**Problem to work on:** Pull out each line from the items below that contains the string "distant". Case matters.

**Material for this exercise:**
• • • • •

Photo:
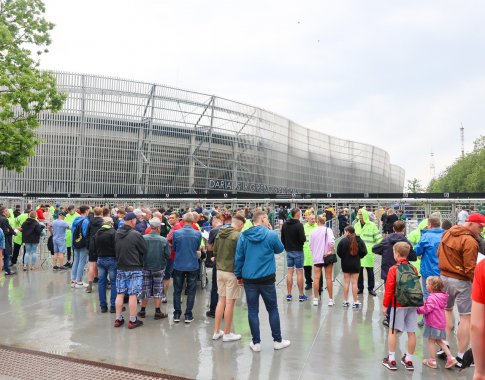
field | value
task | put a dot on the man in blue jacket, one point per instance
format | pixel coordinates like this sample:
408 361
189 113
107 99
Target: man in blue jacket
427 248
186 244
80 253
255 267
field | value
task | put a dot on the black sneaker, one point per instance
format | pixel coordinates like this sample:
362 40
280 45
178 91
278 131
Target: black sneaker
389 364
442 354
134 325
407 364
142 313
459 362
189 319
160 315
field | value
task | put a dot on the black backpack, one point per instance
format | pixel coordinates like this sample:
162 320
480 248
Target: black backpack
78 239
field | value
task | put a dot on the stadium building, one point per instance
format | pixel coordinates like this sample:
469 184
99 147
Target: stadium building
117 136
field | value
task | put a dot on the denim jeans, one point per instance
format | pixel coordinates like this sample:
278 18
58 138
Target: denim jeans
214 295
370 279
106 265
30 251
423 285
268 293
78 264
6 261
178 283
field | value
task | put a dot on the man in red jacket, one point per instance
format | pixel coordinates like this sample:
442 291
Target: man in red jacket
405 319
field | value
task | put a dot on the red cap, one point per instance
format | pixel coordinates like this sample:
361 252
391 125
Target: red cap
476 218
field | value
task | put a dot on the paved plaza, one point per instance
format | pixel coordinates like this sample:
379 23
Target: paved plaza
40 312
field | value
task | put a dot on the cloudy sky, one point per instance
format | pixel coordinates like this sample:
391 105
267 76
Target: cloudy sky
402 75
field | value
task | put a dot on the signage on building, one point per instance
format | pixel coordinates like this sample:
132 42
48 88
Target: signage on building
228 185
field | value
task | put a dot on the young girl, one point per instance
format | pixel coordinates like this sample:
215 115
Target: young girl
435 322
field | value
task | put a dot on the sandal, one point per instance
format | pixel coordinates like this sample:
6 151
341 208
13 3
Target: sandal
431 363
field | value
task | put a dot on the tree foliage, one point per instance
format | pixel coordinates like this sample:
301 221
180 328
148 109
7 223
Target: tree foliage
25 91
467 174
414 186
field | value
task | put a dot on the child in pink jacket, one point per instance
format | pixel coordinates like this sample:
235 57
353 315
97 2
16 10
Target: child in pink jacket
435 321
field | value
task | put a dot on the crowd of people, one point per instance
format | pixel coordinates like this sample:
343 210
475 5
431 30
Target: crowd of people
136 252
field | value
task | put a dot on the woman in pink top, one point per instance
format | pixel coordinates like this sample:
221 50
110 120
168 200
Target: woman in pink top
435 321
322 242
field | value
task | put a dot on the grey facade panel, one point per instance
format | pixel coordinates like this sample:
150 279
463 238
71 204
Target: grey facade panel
118 136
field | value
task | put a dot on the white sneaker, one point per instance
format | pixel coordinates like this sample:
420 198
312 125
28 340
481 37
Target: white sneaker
231 337
218 335
255 347
282 344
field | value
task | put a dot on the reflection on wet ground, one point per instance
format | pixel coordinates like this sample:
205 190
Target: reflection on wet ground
39 311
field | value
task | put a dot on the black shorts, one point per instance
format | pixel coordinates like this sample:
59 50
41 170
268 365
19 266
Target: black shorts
93 257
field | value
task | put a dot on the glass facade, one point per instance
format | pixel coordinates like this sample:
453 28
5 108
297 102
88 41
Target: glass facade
117 136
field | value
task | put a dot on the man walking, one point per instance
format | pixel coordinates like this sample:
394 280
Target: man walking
457 258
186 244
58 230
308 257
228 289
255 267
79 243
130 247
370 234
154 264
104 243
293 238
8 232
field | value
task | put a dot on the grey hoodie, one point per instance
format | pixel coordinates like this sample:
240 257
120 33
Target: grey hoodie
130 247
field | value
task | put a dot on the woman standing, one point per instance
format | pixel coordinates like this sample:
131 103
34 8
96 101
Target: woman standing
350 250
31 233
322 242
391 218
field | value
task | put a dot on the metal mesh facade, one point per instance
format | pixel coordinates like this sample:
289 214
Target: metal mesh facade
118 136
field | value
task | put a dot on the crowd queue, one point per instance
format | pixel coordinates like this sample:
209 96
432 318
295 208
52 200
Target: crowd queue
136 253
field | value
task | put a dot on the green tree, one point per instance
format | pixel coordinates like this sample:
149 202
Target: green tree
467 174
25 91
414 186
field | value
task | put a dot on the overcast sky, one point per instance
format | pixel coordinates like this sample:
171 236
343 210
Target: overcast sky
402 75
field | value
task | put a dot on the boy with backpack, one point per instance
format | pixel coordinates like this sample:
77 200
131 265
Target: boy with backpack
404 293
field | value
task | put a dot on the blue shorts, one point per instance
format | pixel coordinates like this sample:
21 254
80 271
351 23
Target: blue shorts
129 283
295 259
60 246
168 270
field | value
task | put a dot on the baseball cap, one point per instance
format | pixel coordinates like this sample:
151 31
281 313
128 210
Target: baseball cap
130 216
476 218
155 222
138 212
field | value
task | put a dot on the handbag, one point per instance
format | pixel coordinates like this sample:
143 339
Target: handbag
329 259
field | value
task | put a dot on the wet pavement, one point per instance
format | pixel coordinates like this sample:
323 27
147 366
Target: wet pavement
39 311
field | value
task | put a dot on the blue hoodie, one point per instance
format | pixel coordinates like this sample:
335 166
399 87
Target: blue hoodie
427 248
85 224
255 252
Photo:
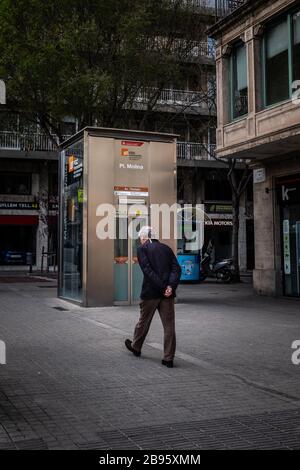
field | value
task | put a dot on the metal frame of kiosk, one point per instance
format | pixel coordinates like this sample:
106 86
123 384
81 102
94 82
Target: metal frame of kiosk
101 166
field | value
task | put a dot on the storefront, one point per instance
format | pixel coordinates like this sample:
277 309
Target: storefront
18 233
110 182
288 196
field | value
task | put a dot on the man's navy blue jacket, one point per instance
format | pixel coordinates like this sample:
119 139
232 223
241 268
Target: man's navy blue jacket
160 268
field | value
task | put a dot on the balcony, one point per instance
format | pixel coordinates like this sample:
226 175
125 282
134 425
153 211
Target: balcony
28 142
199 4
193 101
225 7
186 50
195 151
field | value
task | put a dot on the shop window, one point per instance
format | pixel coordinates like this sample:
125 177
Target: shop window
281 58
53 184
239 81
15 183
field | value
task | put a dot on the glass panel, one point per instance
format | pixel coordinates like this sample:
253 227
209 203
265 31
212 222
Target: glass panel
291 249
137 275
277 64
296 46
72 212
240 83
121 261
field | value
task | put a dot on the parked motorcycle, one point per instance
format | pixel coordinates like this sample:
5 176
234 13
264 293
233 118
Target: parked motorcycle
222 270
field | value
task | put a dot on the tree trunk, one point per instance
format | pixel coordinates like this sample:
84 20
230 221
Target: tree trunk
235 237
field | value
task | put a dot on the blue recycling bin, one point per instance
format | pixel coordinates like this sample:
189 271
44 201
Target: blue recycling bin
190 266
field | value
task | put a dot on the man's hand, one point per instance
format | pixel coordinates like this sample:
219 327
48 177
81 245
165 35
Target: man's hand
168 292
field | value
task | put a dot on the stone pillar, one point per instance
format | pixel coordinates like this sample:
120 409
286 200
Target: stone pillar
243 236
188 193
265 276
42 231
223 98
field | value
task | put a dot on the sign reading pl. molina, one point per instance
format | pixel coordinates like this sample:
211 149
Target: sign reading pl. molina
131 163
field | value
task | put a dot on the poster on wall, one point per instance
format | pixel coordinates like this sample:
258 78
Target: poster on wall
286 247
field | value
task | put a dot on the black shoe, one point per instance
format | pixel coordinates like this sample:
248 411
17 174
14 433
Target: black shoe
128 344
167 363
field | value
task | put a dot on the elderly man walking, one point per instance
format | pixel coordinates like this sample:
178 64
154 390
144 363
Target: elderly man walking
161 278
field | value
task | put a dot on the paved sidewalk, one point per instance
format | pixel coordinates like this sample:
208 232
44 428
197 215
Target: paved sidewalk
70 383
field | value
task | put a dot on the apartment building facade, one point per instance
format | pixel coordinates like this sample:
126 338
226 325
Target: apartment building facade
258 83
29 160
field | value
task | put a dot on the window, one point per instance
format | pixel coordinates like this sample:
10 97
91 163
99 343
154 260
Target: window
239 82
281 58
296 46
15 183
216 190
277 64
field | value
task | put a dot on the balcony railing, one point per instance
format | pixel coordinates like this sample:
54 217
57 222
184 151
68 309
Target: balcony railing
28 142
195 151
225 7
199 4
183 98
185 50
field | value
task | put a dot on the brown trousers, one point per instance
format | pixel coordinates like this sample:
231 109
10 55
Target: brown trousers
166 311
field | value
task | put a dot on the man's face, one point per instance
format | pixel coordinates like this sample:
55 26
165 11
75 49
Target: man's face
143 240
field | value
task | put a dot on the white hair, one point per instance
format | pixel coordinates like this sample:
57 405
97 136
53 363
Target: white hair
147 232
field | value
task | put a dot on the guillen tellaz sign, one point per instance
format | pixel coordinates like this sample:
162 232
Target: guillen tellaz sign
31 206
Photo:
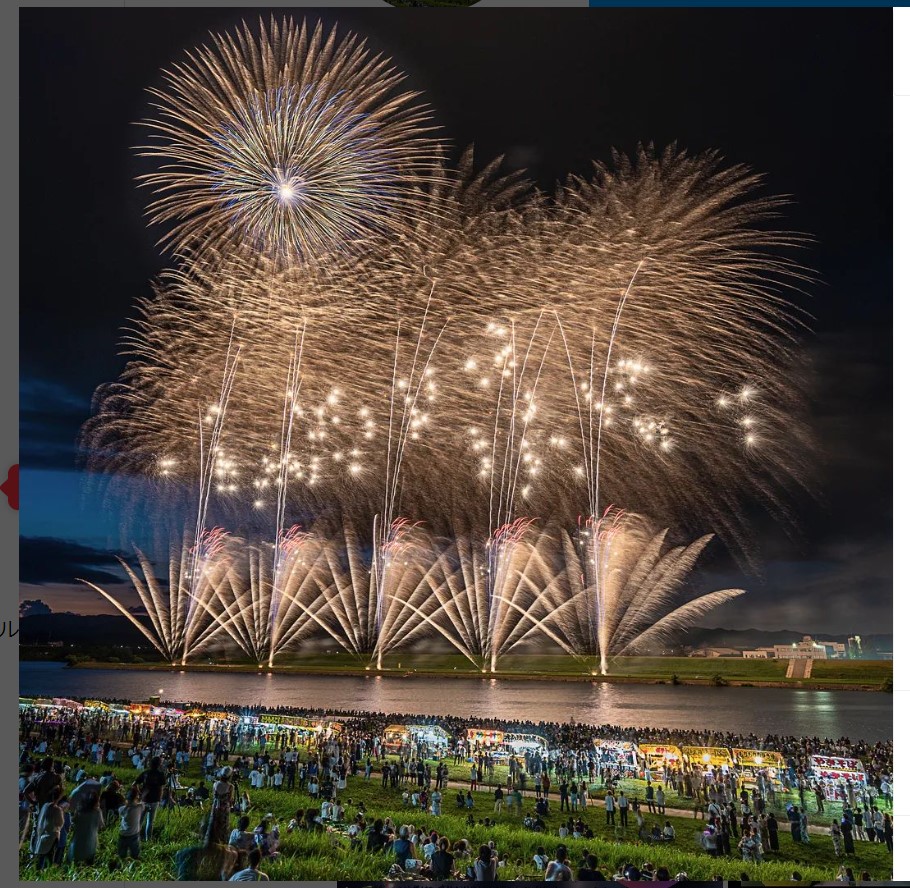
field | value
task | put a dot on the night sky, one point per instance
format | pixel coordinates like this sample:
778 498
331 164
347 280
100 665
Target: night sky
803 96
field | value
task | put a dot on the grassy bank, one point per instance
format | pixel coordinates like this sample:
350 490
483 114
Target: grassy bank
322 856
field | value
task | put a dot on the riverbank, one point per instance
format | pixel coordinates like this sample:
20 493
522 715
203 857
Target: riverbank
851 675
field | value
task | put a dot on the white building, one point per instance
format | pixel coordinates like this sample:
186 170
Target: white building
759 654
809 649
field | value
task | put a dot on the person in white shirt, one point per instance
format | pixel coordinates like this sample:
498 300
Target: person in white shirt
130 825
252 872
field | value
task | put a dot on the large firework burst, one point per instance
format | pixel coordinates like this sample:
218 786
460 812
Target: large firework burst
286 142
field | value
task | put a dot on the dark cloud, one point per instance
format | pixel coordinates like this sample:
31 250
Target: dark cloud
33 607
50 415
847 588
46 560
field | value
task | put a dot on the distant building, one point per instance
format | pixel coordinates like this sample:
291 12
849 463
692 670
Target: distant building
809 649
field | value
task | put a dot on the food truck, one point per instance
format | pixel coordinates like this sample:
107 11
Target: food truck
753 762
708 757
486 739
524 744
310 728
395 736
434 736
617 754
836 774
659 756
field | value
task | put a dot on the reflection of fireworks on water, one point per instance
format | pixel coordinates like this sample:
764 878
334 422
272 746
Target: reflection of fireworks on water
287 143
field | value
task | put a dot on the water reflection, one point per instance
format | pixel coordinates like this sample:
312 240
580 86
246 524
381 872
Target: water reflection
858 714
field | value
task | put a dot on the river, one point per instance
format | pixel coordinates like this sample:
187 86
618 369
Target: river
863 715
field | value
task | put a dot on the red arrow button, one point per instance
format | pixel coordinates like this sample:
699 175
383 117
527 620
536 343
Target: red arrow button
10 487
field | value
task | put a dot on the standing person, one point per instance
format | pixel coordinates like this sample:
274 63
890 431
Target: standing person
152 782
837 838
804 826
846 829
222 801
130 826
47 833
610 808
442 861
485 865
251 872
773 841
87 823
558 870
868 823
623 805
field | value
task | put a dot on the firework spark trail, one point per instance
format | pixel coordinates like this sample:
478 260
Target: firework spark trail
387 529
637 601
704 315
680 427
291 408
208 457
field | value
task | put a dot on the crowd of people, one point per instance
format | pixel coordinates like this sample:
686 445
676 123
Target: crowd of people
235 756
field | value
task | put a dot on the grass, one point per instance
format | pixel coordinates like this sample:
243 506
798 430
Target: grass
871 674
322 856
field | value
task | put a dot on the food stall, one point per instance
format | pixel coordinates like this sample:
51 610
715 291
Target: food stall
708 757
836 774
97 704
484 738
395 736
434 736
617 754
659 756
524 744
753 762
310 728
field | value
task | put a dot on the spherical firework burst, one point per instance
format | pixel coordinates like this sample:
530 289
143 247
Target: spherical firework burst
290 143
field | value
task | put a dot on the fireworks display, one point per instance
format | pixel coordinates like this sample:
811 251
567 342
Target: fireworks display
467 350
288 143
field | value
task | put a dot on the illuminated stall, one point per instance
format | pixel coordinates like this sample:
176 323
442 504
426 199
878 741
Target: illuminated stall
836 774
752 762
659 756
432 735
97 704
708 757
395 736
526 744
617 754
310 728
485 738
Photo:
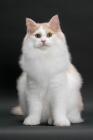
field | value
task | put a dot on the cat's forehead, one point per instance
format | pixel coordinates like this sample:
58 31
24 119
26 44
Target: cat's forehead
43 28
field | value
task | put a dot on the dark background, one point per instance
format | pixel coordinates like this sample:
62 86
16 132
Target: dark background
76 18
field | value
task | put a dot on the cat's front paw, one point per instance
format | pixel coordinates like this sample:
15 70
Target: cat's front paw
62 122
31 120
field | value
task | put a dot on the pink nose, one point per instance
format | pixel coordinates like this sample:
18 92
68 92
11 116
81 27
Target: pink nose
43 41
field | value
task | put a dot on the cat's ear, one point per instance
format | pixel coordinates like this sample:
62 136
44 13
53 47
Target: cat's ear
31 25
54 22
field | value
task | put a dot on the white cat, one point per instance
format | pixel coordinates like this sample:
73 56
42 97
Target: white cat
49 87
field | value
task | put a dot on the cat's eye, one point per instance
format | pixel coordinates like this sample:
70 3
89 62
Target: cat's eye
37 35
49 34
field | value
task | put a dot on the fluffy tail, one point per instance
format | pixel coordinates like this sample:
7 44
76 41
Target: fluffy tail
17 111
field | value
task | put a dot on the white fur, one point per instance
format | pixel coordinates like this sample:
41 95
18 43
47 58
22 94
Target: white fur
48 92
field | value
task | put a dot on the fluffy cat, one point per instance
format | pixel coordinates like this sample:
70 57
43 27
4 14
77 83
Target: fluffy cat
49 87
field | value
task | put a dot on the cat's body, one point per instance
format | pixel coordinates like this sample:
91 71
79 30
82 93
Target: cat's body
49 87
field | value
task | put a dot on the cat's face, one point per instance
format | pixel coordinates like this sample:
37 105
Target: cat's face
44 35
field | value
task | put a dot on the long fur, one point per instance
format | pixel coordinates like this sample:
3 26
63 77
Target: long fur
49 87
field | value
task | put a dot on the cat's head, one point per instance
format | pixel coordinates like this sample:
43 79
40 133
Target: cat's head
44 35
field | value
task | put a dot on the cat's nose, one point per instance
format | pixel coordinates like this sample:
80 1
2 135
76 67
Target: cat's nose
43 41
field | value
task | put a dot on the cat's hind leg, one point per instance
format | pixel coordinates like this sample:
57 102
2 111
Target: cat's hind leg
74 114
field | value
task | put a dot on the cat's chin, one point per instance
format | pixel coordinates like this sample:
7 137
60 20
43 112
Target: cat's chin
44 47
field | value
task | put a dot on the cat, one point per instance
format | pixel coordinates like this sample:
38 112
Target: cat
49 87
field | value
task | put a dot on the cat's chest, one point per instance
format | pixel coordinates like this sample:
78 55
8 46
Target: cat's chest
45 66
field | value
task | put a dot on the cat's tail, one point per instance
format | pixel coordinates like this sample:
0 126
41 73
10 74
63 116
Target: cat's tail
17 111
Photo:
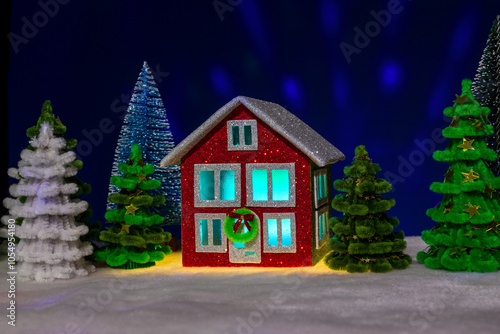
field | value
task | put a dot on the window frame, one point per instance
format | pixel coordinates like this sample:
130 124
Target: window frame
293 235
321 211
210 248
269 167
217 202
241 123
324 200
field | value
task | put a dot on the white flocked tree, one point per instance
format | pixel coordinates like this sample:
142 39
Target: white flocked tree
49 247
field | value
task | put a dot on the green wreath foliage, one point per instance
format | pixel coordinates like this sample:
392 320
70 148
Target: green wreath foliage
241 237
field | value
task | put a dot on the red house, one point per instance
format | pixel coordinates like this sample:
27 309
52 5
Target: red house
256 155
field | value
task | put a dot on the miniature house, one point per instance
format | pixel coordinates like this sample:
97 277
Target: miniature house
256 155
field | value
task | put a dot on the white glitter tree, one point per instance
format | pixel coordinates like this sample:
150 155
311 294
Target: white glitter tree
49 246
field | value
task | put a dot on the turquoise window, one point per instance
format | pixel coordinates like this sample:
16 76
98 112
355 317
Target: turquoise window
272 232
207 185
259 185
280 185
227 185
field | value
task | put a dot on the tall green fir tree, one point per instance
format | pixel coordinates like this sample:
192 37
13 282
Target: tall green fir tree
364 238
486 87
135 237
466 235
146 124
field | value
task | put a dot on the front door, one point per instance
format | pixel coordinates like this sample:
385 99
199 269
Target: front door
246 252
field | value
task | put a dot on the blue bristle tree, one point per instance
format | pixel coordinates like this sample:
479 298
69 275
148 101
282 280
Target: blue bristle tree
486 87
146 124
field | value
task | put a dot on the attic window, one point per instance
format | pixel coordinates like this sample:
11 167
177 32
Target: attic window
242 135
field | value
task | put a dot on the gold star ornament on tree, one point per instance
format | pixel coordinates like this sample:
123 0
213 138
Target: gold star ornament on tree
461 99
467 144
488 190
478 125
472 210
448 207
469 177
454 122
448 175
125 228
131 209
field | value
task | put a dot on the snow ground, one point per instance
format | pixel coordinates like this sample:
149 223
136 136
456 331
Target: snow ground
171 299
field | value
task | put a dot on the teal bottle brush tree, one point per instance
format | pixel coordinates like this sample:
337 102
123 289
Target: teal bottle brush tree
135 237
466 236
364 239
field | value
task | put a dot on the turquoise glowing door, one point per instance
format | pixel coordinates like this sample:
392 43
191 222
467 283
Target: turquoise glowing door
246 252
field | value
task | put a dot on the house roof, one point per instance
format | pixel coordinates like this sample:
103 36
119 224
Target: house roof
308 141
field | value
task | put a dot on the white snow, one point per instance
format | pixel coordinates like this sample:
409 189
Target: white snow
168 298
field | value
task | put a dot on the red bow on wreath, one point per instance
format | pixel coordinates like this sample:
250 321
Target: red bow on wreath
241 218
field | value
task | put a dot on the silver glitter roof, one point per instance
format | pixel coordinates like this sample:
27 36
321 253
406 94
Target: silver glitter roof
308 141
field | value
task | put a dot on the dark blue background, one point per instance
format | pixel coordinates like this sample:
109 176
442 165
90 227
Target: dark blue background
86 58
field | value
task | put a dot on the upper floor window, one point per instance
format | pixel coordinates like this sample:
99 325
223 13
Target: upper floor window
217 185
270 184
242 135
279 231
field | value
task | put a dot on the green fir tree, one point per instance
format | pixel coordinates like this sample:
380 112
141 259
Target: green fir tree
364 239
135 237
465 237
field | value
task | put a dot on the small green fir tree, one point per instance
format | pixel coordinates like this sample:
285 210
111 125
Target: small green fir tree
135 237
466 236
364 239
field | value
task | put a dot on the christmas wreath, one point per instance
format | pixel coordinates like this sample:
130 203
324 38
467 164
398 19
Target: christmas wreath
236 221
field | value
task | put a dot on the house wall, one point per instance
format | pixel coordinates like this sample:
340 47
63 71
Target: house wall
319 253
272 148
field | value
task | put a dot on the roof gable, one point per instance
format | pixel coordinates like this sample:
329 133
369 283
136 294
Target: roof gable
275 116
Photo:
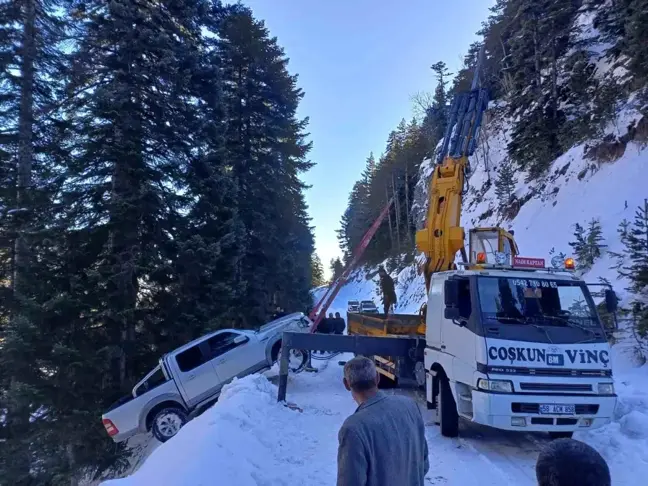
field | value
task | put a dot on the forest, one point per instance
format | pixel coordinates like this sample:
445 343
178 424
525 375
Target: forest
150 163
542 70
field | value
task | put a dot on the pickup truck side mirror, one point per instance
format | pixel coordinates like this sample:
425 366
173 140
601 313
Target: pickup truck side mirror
451 293
240 339
611 301
451 313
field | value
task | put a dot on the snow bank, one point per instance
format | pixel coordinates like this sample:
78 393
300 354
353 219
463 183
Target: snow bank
246 439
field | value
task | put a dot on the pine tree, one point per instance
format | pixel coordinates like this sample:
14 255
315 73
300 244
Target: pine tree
337 268
266 147
579 245
622 231
594 240
636 268
317 271
505 183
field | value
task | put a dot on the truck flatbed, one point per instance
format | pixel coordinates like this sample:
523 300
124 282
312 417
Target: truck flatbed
379 325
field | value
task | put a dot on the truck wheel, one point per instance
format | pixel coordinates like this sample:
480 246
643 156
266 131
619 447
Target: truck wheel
447 410
385 383
297 359
560 435
420 374
168 422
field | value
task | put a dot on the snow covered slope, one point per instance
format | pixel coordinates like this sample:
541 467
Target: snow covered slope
248 439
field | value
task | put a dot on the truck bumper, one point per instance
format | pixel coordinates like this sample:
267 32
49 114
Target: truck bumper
522 412
122 436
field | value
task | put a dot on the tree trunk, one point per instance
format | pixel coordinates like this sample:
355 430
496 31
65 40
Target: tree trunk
391 232
25 147
397 208
408 233
17 421
536 54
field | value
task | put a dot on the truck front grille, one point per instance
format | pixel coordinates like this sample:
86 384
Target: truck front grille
534 408
556 387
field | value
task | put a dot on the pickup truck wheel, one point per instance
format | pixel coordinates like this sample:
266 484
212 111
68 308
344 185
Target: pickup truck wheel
447 409
297 359
167 423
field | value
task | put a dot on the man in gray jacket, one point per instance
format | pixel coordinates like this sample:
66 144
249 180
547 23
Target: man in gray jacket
383 443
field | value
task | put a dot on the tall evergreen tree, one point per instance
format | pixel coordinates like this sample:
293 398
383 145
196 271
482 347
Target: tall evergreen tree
317 271
505 183
636 268
337 268
265 146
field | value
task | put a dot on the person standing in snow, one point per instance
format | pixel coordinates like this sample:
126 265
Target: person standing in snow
340 325
383 443
387 288
568 462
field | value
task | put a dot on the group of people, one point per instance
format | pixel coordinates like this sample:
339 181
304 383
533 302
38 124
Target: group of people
332 324
383 443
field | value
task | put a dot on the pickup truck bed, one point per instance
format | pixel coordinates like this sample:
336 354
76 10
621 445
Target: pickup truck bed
378 325
407 326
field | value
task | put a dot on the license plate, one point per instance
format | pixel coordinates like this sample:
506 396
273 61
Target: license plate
553 409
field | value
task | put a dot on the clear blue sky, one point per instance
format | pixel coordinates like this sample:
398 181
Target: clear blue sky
359 62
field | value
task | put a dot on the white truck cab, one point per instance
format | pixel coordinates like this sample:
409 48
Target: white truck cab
516 349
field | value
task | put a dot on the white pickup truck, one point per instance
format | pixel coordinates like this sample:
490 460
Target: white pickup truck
193 375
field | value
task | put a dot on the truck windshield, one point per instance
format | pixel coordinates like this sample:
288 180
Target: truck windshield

• • • • •

**Task result:**
task | put a dot on the distant building, one point per instance
Target: distant building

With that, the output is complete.